• [Questions to answer]:
1 > Answer these questions using the calf-care tips.
(a) What Body Condition Score should cows have at calving?
(b) Which two sources does the author advise keeping separate in the pasture?
(c) During what period are calves at greatest risk for scours?
2 > Write the next part of the calf-care tips, continuing after the last sentence shown.

--- Reading text Enclosed Below ---

By Dr. Bob Larson, professor of production medicine

5. Identify sick calves as soon as possible so that you can remove them from contact with other calves and to treat them appropriately with fluids as directed by your veterinarian.

4. Make sure that cows calve in adequate body condition (Body Condition Score of 5 or 6) to ensure that each cow has a sufficient quantity of good quality colostrum.

3. Make sure that cows don’t congregate in one area of the pasture and create an extremely muddy environment for calves. Even if placed in a large pasture, cows will congregate near the feed and water and calves won’t spend time in the parts of the pasture that are clean. As much as possible, separate water sources and feed source and move bale rings frequently or unroll hay in a different part of the calving or nursery pasture each day so that cows and their calves spend time in the cleanest parts of the pasture.

2. Separate older calves from younger calves. Calves are at greatest risk for scours during the first three weeks of life and become fairly resistant by six to eight weeks of age. Even though older calves are not as likely to become sick with scours, they still shed a lot of the germs that cause scours and are a major source of germs to the susceptible young calves. Using several nursery pastures so that each pasture only contains calves of similar age greatly decreases the risk of calf scours.

--- End of Enclosed Reading text ---
--- Entries shown Enclosed Below ---

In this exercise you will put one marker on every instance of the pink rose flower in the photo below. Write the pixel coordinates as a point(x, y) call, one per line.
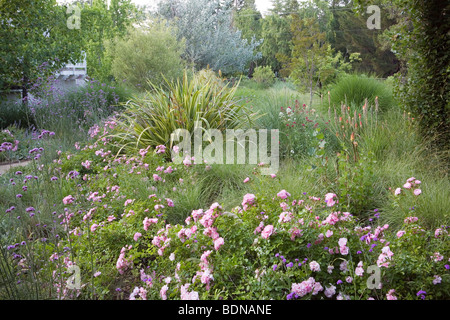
point(267, 232)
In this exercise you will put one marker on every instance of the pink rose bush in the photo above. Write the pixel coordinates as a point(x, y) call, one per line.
point(138, 218)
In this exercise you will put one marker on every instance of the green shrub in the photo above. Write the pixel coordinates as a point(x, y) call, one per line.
point(150, 121)
point(150, 54)
point(353, 90)
point(15, 113)
point(264, 76)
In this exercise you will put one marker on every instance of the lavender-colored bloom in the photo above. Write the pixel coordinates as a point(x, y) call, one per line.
point(421, 294)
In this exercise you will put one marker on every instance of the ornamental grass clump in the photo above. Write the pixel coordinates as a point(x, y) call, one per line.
point(150, 121)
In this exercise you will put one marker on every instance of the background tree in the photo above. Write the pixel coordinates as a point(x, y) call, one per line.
point(36, 42)
point(276, 46)
point(248, 20)
point(103, 21)
point(147, 54)
point(421, 39)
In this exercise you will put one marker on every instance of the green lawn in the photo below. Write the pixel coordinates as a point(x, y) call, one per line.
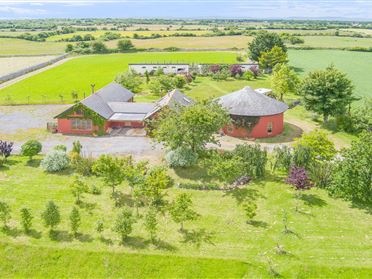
point(356, 64)
point(331, 239)
point(10, 47)
point(79, 73)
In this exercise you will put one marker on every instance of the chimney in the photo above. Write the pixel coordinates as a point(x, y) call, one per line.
point(92, 86)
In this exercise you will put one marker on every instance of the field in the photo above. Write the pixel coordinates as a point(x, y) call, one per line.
point(11, 64)
point(79, 73)
point(330, 238)
point(353, 63)
point(240, 42)
point(9, 47)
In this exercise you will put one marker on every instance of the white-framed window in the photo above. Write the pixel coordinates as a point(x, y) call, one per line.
point(81, 124)
point(269, 127)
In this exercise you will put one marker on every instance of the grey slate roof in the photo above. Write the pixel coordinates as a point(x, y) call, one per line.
point(112, 92)
point(247, 102)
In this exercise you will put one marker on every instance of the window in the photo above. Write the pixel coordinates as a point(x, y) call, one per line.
point(269, 127)
point(81, 124)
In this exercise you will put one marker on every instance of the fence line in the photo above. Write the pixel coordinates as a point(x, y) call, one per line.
point(31, 68)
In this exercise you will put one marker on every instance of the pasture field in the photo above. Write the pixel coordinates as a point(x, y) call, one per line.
point(335, 42)
point(330, 237)
point(240, 42)
point(11, 64)
point(355, 64)
point(98, 33)
point(9, 47)
point(79, 73)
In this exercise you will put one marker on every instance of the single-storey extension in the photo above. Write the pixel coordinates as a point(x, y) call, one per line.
point(113, 107)
point(253, 114)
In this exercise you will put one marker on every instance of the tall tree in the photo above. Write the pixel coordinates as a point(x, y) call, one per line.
point(328, 92)
point(264, 41)
point(191, 127)
point(284, 81)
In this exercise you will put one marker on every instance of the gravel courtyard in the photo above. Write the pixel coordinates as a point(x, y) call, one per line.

--- End of Enclosed Entries shown ---

• [Outputs for the tasks]:
1 >
(a) A Body Condition Score of 5 or 6.
(b) Water sources and feed source.
(c) The first three weeks of life.

2 >
1. Make every week like the first week of the calving season for as many cows as possible. The Sandhills Calving System recommends that enough calving pastures are available so that once a week all of the cows that calved that week are left in the pasture with their calves and all the cows that have not calved yet are moved to a new, clean pasture. In this system, calves born every week of the calving season are protected from exposed to older calves and are born on clean ground. Although starting new calving pastures each week is ideal, if you don’t have enough pastures to implement the full Sandhills System, starting new calving pastures by moving pregnant cows away from cow-calf pairs every two, or three, or even every four weeks will result in as many calves being born in the first week of their calving pasture as possible.